• **What this task involves**: Using the entries below, quote exactly the span of lines that begins with the line containing "task | identify every instance of the wooden bookcase" and ends with the final line.
-- begin --
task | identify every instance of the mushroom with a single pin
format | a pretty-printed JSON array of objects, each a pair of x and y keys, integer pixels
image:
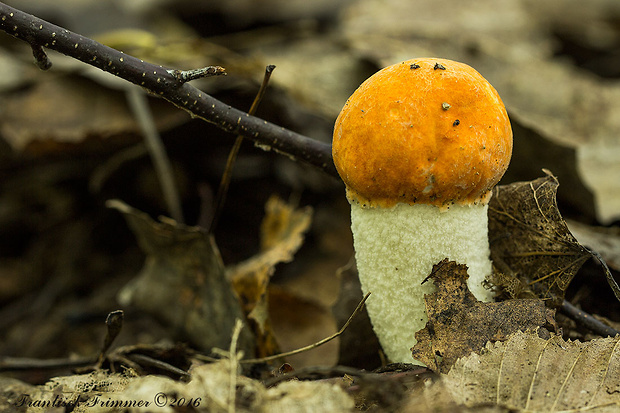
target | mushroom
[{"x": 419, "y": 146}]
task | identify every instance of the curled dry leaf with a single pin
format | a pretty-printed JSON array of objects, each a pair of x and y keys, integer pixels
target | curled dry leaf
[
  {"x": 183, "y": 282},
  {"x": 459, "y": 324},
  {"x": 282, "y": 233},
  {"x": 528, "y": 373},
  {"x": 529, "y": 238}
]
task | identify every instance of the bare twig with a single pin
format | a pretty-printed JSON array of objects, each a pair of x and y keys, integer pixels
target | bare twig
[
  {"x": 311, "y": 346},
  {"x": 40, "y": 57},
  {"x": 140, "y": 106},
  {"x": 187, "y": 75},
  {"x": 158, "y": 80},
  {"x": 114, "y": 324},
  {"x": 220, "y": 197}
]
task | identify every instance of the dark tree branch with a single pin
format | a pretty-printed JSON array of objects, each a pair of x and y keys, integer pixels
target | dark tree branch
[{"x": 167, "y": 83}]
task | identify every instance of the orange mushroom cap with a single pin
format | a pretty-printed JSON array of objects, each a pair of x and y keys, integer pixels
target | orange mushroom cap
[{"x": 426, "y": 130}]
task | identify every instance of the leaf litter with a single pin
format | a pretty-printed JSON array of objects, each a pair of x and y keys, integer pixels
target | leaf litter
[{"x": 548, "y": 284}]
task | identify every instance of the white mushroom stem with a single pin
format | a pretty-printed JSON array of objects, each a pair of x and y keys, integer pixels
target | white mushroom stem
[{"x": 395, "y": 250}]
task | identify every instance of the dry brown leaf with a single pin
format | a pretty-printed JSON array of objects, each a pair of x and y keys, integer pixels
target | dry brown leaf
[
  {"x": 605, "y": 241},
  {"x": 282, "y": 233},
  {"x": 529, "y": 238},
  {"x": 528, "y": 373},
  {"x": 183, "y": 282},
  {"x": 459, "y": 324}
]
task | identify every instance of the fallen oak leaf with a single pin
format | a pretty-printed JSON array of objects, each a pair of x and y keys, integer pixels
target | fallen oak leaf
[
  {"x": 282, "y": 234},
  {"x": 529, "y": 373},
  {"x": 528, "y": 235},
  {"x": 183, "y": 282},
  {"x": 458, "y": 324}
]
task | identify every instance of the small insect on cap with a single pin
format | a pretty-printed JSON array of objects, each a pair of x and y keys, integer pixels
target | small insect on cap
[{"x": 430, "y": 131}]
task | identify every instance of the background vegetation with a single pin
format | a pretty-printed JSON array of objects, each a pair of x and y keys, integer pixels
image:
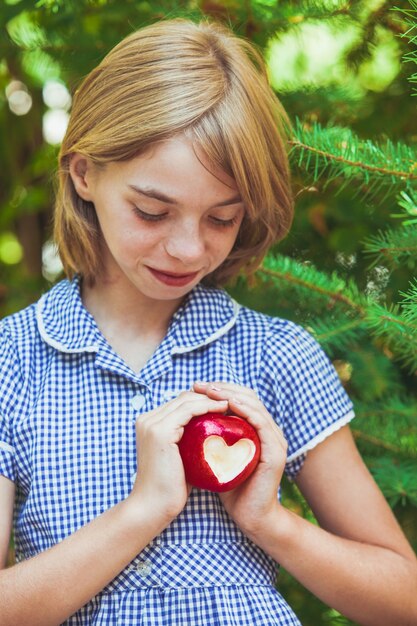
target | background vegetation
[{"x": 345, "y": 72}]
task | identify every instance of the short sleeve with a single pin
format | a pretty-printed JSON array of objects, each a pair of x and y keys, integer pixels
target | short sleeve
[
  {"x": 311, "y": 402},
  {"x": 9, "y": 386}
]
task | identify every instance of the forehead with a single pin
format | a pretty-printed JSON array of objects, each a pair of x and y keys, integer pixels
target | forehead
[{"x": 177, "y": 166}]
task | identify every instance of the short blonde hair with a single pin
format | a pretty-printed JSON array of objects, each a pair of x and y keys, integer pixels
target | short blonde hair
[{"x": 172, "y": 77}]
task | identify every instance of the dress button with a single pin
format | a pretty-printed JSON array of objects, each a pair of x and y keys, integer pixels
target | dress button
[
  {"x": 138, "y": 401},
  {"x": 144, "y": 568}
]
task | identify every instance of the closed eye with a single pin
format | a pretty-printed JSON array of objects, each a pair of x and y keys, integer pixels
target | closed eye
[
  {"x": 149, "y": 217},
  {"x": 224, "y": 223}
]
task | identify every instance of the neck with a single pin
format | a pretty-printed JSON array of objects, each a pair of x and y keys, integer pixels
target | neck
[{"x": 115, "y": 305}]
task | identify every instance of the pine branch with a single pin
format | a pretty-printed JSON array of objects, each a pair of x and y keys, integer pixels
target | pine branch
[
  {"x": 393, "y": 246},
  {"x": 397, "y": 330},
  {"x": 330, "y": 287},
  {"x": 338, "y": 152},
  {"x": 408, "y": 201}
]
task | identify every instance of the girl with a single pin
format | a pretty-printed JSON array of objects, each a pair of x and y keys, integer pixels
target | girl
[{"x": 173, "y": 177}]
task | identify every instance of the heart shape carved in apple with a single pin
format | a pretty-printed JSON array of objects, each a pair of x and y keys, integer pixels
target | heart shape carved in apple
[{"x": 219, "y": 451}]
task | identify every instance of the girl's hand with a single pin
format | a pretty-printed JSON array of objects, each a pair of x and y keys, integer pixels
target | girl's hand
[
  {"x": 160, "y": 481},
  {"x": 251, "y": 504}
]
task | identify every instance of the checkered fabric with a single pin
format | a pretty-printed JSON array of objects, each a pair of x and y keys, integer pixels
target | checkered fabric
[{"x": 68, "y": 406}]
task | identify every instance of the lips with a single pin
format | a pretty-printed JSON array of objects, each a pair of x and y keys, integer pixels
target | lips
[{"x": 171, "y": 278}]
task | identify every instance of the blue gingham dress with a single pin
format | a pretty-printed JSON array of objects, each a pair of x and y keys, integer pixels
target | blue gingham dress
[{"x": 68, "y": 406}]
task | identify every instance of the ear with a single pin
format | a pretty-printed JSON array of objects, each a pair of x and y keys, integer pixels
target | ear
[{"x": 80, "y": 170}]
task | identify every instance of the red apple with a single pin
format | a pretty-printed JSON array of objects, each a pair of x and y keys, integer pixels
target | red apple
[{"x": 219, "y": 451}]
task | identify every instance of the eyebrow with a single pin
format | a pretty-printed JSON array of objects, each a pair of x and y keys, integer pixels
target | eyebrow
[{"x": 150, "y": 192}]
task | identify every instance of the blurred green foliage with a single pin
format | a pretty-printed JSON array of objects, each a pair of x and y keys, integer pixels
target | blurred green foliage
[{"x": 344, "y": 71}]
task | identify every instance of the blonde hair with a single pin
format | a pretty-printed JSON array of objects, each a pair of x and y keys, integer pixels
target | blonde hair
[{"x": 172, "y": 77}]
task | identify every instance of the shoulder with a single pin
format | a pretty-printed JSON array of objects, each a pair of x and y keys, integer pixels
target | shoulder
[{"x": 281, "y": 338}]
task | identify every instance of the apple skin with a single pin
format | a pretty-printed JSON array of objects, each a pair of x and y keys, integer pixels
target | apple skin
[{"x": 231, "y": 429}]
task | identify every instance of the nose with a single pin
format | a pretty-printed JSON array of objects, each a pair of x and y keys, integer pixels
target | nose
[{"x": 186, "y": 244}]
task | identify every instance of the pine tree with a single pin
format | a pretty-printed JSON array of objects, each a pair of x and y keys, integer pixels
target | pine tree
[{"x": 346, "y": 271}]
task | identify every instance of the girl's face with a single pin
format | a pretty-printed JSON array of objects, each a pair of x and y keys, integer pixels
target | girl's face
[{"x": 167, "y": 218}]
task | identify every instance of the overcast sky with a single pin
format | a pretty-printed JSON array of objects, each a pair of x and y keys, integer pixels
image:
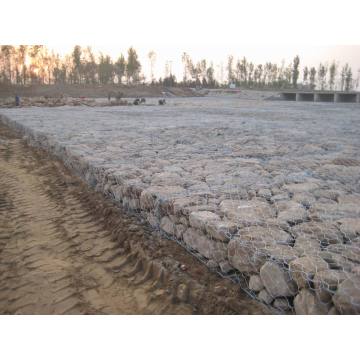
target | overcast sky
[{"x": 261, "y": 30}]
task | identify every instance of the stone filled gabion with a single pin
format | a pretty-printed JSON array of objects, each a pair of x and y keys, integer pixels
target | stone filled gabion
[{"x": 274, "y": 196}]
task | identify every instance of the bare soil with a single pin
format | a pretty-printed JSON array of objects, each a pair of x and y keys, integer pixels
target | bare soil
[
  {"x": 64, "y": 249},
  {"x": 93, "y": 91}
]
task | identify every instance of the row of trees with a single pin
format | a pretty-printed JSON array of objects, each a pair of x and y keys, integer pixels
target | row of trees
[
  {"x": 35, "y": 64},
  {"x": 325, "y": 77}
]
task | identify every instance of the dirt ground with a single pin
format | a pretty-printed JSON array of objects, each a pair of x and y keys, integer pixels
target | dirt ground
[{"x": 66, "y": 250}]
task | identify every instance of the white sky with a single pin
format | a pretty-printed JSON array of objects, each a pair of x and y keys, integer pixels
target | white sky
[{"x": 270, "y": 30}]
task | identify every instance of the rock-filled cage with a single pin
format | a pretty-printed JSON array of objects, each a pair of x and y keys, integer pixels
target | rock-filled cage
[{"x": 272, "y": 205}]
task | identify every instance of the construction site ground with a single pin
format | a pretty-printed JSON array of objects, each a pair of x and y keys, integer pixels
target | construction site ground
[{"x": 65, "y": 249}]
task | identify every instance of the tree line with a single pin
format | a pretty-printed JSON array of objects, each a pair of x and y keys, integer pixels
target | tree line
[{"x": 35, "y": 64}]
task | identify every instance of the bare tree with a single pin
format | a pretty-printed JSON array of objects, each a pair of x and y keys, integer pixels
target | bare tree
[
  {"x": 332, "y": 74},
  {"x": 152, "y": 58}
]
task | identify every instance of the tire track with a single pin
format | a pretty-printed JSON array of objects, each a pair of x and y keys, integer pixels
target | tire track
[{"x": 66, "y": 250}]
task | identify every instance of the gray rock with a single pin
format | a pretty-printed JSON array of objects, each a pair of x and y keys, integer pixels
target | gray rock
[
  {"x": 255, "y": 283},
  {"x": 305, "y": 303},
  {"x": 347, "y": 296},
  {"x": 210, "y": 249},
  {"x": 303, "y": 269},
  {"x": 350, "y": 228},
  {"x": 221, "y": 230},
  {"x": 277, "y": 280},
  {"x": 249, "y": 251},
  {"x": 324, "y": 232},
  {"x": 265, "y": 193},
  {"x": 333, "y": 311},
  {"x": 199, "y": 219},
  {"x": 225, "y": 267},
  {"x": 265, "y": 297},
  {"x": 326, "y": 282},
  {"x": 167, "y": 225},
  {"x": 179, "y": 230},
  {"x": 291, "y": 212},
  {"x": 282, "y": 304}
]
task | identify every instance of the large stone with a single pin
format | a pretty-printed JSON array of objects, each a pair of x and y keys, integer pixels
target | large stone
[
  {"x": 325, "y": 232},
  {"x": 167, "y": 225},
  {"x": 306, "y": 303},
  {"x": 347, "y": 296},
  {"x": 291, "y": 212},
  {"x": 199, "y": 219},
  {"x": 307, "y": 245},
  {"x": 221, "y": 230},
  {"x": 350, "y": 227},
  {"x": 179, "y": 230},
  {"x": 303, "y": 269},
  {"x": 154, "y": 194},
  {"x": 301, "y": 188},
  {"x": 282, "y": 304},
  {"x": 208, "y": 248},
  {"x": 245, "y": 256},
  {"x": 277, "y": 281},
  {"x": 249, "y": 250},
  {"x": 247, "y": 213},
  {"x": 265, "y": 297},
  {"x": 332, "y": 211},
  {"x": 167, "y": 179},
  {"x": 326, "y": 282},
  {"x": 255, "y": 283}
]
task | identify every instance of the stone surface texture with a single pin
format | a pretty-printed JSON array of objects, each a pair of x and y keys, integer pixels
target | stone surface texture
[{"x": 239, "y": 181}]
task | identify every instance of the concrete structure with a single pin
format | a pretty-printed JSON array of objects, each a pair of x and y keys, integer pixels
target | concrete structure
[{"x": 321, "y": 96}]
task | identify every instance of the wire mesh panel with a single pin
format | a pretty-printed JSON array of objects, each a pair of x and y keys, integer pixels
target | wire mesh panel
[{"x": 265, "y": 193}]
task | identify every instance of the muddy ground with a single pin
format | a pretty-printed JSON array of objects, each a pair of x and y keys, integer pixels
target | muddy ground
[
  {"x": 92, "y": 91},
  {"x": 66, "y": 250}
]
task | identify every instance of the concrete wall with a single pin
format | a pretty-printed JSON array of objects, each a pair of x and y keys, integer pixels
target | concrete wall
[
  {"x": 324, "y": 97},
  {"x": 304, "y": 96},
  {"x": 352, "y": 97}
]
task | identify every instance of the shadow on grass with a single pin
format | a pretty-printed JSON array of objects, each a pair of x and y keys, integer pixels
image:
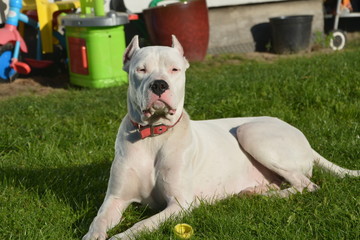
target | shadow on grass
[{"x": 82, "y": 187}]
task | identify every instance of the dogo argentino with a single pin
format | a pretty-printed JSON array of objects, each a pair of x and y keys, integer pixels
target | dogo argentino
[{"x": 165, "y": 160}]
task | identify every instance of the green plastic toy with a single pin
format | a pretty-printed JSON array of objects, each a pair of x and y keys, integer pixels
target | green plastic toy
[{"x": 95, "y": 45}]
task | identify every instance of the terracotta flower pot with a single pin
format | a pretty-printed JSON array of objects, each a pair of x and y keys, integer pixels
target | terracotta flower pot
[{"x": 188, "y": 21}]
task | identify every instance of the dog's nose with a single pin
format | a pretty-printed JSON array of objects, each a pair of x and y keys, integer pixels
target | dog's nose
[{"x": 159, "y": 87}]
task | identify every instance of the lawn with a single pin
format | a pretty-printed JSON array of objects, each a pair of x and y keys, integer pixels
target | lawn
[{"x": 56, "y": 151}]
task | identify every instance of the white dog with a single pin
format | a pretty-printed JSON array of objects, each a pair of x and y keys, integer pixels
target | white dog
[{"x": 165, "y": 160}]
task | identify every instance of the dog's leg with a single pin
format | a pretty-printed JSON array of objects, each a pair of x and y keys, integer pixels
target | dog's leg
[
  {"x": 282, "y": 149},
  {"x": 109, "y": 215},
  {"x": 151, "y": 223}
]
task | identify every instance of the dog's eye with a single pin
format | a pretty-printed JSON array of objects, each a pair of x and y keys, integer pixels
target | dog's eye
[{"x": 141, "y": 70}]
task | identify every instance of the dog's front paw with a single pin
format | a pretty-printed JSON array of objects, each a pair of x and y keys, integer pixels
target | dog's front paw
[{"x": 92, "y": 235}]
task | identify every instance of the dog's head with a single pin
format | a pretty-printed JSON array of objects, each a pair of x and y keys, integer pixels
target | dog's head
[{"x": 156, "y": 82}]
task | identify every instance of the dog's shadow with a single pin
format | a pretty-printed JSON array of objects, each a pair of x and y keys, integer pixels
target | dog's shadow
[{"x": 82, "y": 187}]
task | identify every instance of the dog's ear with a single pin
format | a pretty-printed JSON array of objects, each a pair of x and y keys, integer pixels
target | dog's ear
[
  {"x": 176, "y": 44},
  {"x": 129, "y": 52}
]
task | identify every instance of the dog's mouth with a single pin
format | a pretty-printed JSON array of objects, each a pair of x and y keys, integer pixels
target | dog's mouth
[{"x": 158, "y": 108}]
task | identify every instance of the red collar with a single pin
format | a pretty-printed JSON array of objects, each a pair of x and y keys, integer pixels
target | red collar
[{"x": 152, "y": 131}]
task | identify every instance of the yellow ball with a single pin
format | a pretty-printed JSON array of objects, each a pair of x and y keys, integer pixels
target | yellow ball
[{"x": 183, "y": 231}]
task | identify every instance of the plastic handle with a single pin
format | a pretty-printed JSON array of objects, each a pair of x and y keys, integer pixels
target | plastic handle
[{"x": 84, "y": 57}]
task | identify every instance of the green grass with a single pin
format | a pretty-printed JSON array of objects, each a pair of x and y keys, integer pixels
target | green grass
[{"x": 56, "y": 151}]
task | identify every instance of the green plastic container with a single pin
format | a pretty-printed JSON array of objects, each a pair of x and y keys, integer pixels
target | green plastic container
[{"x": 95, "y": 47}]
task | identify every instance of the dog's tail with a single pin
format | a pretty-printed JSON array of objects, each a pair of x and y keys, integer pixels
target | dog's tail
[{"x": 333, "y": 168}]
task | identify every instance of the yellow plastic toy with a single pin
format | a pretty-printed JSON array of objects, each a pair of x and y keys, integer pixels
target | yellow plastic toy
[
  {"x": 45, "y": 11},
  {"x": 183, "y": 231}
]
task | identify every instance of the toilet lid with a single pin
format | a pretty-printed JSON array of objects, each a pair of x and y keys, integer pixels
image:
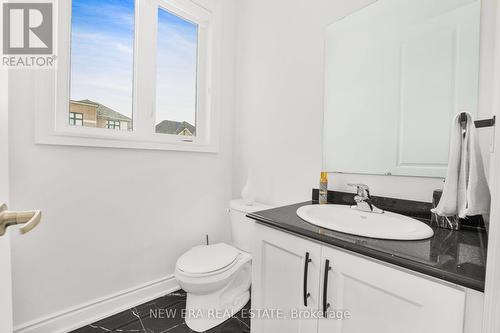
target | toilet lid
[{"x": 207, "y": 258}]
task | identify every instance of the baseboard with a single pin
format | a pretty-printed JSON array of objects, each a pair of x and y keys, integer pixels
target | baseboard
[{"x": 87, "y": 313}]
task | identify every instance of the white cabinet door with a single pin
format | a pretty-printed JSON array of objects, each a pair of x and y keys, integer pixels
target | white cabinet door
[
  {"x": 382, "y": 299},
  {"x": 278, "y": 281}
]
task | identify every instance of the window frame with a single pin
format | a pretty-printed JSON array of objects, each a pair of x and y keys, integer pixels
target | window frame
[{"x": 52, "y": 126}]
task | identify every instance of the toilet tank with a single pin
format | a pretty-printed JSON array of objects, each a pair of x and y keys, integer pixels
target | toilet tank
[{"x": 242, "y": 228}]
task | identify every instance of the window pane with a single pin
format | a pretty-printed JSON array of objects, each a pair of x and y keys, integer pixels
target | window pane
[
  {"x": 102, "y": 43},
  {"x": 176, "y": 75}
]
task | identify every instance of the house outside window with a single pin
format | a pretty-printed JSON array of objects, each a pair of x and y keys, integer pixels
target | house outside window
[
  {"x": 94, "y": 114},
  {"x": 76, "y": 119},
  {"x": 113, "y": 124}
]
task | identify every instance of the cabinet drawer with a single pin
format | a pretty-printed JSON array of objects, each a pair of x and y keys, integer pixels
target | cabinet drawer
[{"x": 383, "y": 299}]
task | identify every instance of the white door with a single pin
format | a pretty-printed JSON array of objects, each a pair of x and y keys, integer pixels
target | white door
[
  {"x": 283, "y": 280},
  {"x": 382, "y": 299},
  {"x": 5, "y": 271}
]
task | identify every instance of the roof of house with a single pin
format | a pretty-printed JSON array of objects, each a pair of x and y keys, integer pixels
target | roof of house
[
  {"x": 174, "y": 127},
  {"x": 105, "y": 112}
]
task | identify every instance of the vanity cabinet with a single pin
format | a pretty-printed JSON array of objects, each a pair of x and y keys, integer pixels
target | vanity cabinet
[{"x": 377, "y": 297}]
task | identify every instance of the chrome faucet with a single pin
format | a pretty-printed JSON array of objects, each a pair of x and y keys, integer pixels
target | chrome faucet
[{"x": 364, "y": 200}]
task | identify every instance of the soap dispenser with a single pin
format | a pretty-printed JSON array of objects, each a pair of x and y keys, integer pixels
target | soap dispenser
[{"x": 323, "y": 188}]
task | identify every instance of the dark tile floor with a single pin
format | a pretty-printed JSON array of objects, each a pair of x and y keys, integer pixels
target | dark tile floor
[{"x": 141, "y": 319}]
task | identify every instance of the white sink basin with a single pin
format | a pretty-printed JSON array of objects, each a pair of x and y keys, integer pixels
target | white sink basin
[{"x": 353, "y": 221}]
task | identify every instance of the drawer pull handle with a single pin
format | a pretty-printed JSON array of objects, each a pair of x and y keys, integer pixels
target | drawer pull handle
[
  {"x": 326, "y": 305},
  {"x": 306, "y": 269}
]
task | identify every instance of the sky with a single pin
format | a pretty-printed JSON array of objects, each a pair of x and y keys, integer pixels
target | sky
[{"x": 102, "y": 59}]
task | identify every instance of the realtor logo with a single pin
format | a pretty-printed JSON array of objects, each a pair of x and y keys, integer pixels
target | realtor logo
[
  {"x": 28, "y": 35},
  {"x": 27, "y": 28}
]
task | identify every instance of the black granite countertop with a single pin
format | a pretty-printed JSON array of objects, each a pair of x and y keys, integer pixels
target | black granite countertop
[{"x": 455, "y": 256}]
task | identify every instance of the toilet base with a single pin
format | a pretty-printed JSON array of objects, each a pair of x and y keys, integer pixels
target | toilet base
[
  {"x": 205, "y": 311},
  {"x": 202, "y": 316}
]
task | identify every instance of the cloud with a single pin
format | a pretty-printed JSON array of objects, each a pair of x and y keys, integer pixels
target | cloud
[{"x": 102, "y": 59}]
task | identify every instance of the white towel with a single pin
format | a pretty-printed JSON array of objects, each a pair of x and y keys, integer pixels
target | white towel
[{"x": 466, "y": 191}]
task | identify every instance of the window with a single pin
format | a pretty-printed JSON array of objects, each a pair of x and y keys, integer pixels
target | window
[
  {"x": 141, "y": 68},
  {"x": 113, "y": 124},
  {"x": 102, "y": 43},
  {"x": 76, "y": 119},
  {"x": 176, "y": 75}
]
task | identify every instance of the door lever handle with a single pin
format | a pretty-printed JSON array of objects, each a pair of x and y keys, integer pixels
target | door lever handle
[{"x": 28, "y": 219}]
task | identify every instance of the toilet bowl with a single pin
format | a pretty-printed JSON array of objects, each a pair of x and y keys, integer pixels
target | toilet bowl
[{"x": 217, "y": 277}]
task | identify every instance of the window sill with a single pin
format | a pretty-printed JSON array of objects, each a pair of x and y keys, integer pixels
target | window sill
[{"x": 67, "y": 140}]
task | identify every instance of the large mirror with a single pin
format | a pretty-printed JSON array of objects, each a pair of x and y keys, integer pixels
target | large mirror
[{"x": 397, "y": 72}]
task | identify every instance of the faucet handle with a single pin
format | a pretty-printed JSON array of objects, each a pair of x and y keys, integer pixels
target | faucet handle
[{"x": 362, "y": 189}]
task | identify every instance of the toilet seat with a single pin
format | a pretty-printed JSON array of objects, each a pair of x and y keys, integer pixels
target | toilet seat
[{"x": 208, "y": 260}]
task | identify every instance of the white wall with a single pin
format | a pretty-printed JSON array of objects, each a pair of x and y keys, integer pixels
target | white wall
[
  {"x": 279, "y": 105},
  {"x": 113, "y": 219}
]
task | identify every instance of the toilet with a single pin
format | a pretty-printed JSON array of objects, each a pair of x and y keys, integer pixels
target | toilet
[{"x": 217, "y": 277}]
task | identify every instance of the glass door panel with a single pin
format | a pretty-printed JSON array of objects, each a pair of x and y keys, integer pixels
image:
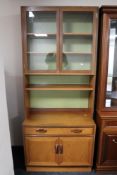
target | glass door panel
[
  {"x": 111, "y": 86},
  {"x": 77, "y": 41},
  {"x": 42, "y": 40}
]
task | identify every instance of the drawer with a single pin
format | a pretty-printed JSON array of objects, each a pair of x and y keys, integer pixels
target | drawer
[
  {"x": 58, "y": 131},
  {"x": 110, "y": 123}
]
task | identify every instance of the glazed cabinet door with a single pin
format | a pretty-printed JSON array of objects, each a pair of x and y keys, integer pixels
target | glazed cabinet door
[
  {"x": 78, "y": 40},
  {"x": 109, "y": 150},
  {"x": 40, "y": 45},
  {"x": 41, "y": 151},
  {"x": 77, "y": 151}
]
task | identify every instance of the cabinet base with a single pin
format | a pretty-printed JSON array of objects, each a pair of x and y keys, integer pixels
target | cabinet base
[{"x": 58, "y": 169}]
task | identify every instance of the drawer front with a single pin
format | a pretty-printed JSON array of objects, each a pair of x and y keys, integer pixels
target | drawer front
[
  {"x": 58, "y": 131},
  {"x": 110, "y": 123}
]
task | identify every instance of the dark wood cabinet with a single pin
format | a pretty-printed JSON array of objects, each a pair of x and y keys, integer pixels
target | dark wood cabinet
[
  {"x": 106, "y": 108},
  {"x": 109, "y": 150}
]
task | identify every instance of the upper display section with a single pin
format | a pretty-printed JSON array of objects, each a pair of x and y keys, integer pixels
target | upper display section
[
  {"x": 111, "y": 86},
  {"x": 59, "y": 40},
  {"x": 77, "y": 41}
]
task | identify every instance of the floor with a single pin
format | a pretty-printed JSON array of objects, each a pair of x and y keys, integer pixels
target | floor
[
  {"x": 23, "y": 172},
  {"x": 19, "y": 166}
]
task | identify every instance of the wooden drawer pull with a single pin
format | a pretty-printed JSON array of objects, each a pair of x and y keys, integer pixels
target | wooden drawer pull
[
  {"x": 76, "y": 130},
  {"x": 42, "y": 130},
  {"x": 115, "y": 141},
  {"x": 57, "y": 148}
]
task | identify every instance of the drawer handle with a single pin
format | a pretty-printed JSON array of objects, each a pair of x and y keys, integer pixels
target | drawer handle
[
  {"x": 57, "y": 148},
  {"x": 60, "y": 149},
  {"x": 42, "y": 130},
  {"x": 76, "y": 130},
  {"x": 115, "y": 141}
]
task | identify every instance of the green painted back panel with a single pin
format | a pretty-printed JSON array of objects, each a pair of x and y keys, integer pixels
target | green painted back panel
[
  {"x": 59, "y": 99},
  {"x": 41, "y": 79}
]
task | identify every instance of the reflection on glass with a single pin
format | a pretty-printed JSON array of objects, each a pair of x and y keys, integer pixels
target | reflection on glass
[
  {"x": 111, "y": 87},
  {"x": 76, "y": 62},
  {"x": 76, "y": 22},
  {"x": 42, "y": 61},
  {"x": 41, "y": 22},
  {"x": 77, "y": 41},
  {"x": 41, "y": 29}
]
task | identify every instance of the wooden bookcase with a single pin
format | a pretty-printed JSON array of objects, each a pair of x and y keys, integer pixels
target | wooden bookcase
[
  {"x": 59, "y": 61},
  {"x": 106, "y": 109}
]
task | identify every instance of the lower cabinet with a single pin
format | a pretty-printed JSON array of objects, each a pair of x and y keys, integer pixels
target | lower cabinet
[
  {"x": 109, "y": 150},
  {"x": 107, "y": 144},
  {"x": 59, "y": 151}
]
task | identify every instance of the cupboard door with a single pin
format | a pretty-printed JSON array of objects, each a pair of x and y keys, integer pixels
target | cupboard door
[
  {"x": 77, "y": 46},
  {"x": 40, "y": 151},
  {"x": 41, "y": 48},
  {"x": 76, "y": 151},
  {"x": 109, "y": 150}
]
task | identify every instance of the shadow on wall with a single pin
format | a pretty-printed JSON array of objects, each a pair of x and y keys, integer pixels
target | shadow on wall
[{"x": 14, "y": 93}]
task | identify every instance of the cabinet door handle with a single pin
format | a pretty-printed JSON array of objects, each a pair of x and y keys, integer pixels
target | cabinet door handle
-- end --
• **Problem solution**:
task | identify every instance of the wooden bookcase with a single pin
format | a pretty-printed JSON array of objects, each a pair of x and y keys, integer pixels
target | wooden bookcase
[
  {"x": 59, "y": 61},
  {"x": 106, "y": 109}
]
task | identify every instance of the lower cabinet with a single pin
format | a pretty-printed JSON array of objects, each a pair of x and y keys, integer pixels
target | lower cabinet
[
  {"x": 109, "y": 150},
  {"x": 107, "y": 144},
  {"x": 59, "y": 151}
]
task | identify every instance of the cupboard door with a single pin
format | a pretty-printed JSON array of objects, each a pair of x and y keys, integer pixels
target | cupboard door
[
  {"x": 77, "y": 46},
  {"x": 40, "y": 151},
  {"x": 41, "y": 48},
  {"x": 76, "y": 151},
  {"x": 109, "y": 150}
]
task | identify every instance of the shadow on wall with a single pin
format | a pretty-printed JSON array of objects, each a pair of x and y keys, integer pixels
target | shadow on wall
[{"x": 14, "y": 93}]
task | identify every instance of the cabinet door handle with a single pin
format | a pretty-printed JSON array of objects, each a pair of x and y keys, integer pixels
target | cabinet door handle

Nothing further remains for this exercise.